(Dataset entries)
==*==

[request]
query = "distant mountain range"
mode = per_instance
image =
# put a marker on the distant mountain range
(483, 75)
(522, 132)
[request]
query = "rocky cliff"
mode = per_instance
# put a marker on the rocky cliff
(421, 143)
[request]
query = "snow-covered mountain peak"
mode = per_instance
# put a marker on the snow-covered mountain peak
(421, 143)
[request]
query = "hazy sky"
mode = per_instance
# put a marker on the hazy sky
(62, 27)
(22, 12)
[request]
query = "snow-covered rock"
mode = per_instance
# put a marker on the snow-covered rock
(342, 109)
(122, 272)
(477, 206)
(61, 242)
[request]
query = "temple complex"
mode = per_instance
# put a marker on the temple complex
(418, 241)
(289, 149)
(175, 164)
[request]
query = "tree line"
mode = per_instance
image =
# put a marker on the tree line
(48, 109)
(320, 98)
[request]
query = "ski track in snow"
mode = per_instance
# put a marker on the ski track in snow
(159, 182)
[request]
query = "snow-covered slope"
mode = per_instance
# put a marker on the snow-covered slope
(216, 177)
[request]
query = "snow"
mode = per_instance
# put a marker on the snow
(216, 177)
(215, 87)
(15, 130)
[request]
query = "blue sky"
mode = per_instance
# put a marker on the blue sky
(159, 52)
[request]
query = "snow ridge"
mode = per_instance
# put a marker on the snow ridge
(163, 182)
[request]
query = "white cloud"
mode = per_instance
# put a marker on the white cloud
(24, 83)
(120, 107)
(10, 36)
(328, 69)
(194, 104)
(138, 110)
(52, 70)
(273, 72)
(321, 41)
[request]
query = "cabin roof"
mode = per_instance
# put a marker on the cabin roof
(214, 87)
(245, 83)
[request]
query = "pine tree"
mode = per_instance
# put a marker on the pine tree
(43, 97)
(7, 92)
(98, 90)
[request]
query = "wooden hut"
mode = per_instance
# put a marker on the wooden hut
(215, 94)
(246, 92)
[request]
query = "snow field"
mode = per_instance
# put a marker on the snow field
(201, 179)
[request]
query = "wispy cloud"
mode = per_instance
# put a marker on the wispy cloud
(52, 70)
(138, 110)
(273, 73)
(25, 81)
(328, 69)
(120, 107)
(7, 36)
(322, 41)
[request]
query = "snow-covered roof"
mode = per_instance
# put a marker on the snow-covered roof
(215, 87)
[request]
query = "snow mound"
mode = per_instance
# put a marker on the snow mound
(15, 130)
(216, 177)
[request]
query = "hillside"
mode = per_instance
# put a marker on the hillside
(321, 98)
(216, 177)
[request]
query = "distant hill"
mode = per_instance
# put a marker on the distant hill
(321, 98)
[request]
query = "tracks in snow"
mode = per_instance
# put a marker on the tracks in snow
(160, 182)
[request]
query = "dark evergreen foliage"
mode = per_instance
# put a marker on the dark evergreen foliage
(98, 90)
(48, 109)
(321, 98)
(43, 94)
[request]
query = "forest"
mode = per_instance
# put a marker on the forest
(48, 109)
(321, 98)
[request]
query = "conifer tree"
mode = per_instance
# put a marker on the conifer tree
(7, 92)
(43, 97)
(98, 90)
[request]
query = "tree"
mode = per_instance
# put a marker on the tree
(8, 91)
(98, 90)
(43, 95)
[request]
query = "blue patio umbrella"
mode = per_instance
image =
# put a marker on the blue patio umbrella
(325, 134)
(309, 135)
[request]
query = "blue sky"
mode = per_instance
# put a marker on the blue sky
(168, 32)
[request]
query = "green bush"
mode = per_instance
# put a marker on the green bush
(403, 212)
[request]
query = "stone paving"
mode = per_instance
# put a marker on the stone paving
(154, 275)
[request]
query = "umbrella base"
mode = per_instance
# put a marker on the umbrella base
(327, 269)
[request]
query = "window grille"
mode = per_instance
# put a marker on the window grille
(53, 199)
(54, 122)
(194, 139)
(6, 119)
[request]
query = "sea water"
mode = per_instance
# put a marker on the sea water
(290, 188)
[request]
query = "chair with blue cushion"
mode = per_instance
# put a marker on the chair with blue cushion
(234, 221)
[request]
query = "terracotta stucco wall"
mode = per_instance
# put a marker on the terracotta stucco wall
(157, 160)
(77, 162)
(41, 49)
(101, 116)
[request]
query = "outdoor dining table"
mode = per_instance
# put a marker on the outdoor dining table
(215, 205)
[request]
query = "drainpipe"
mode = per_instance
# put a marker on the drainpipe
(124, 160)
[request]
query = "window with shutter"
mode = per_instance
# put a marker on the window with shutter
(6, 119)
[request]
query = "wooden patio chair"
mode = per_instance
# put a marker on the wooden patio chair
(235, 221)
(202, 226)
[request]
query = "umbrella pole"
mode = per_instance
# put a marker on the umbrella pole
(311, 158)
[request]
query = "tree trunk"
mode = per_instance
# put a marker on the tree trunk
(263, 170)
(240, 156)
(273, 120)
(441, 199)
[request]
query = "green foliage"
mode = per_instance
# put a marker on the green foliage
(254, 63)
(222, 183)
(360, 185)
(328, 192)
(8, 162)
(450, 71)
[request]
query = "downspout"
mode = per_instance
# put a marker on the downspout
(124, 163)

==*==

-- Task brief --
Without skipping anything, transcribe every line above exactly.

-- Reply to the exercise --
[request]
query = "distant mountain range"
mode = per_instance
image =
# put a marker on the distant mountain range
(483, 75)
(522, 132)
[request]
query = "rocky cliff"
mode = per_instance
# put a marker on the rocky cliff
(421, 143)
[request]
query = "snow-covered mountain peak"
mode = per_instance
# put a marker on the snow-covered mountain peak
(421, 143)
[request]
query = "hazy sky"
mode = per_instance
# put a marker on the hazy sky
(62, 27)
(22, 12)
[request]
query = "snow-covered rock"
mode = per_instance
# put a marker on the snow-covered rock
(342, 109)
(122, 272)
(477, 206)
(61, 242)
[request]
query = "temple complex"
mode = per_instance
# put a marker on the temple complex
(418, 241)
(289, 149)
(175, 164)
[request]
query = "tree line"
mode = per_instance
image =
# put a marker on the tree line
(48, 109)
(320, 98)
[request]
query = "ski track in snow"
mode = per_instance
# put a marker on the ski track in snow
(159, 182)
[request]
query = "snow-covered slope"
mode = per_instance
# put a marker on the snow-covered slope
(216, 177)
[request]
query = "snow"
mode = per_instance
# put a marker on the snow
(216, 177)
(215, 87)
(15, 130)
[request]
query = "blue sky"
mode = per_instance
# put a marker on the blue sky
(159, 52)
[request]
query = "snow ridge"
mode = per_instance
# put a marker on the snow ridge
(163, 182)
[request]
query = "white cloud"
mode = per_instance
# put a marker on the white cloud
(24, 83)
(120, 107)
(10, 36)
(328, 69)
(194, 104)
(138, 110)
(52, 70)
(273, 72)
(321, 41)
[request]
query = "cabin roof"
mode = per_instance
# put a marker on the cabin roof
(214, 87)
(245, 83)
[request]
query = "pine tree"
mode = per_instance
# put a marker on the pine tree
(43, 97)
(7, 92)
(98, 90)
[request]
query = "wooden hut"
mode = per_instance
# put a marker on the wooden hut
(215, 94)
(246, 92)
[request]
query = "snow field"
mode = per_instance
# put a marker on the snow field
(201, 179)
[request]
query = "wispy cloud"
mode = per_instance
# put a marker on the wispy cloud
(52, 70)
(138, 110)
(273, 73)
(25, 81)
(328, 69)
(120, 107)
(7, 36)
(322, 41)
[request]
query = "snow-covered roof"
mode = per_instance
# put a marker on the snow-covered roof
(215, 87)
[request]
query = "snow mound"
mode = per_instance
# put a marker on the snow mound
(15, 130)
(216, 177)
[request]
query = "hillside"
mode = per_instance
# put a marker on the hillside
(321, 98)
(216, 177)
[request]
query = "distant hill"
mode = per_instance
# put a marker on the distant hill
(321, 98)
[request]
query = "tracks in snow"
mode = per_instance
# put a marker on the tracks in snow
(160, 182)
[request]
query = "dark evergreen foliage"
mode = per_instance
# put a marker on the dark evergreen foliage
(98, 90)
(48, 109)
(321, 98)
(43, 94)
[request]
query = "forest"
mode = per_instance
# put a marker on the forest
(48, 109)
(321, 98)
[request]
query = "conifer tree"
mode = per_instance
# put a marker on the conifer tree
(7, 92)
(43, 97)
(98, 90)
[request]
query = "tree"
mode = per_instance
# put a marker on the tree
(8, 91)
(98, 90)
(43, 95)
[request]
query = "blue patio umbrella"
mode = per_instance
image =
# put a marker on the blue patio umbrella
(325, 134)
(309, 135)
[request]
query = "blue sky"
mode = per_instance
# put a marker on the blue sky
(168, 32)
[request]
query = "green bush"
mode = per_instance
# put a marker on the green bush
(403, 212)
[request]
query = "stone paving"
mode = per_instance
# put a marker on the stone paving
(154, 275)
[request]
query = "umbrella base"
mode = per_instance
# put a marker on the umbrella base
(327, 269)
[request]
query = "window grille"
mode = per_instance
# put a marker on the window grille
(53, 199)
(54, 122)
(194, 139)
(6, 119)
[request]
query = "sea water"
mode = per_instance
# put a marker on the sea water
(290, 188)
[request]
query = "chair with blue cushion"
mode = per_instance
# put a marker on the chair with blue cushion
(234, 221)
[request]
query = "terracotta stucco wall"
mode = per_instance
# put a marker on the terracotta stucco wall
(157, 160)
(77, 162)
(41, 49)
(101, 116)
[request]
query = "outdoor dining table"
mode = per_instance
# put a marker on the outdoor dining table
(215, 205)
[request]
query = "drainpipe"
mode = per_instance
# put a marker on the drainpipe
(124, 160)
[request]
query = "window with shutter"
mode = per_instance
# put a marker on the window with shutter
(6, 119)
[request]
query = "wooden patio chair"
mode = per_instance
# put a marker on the wooden patio chair
(235, 221)
(202, 226)
[request]
query = "umbrella pole"
mode = per_instance
# put a marker on the umbrella pole
(311, 158)
[request]
query = "tree trunk"
mode = per_instance
# put a marker on the tree trunk
(263, 170)
(240, 156)
(273, 120)
(441, 199)
[request]
query = "green foliage"
mode = per_instance
# put a marker on the green foliage
(254, 63)
(222, 183)
(360, 185)
(328, 192)
(8, 162)
(450, 71)
[request]
query = "downspout"
mode = per_instance
# put a marker on the downspout
(124, 163)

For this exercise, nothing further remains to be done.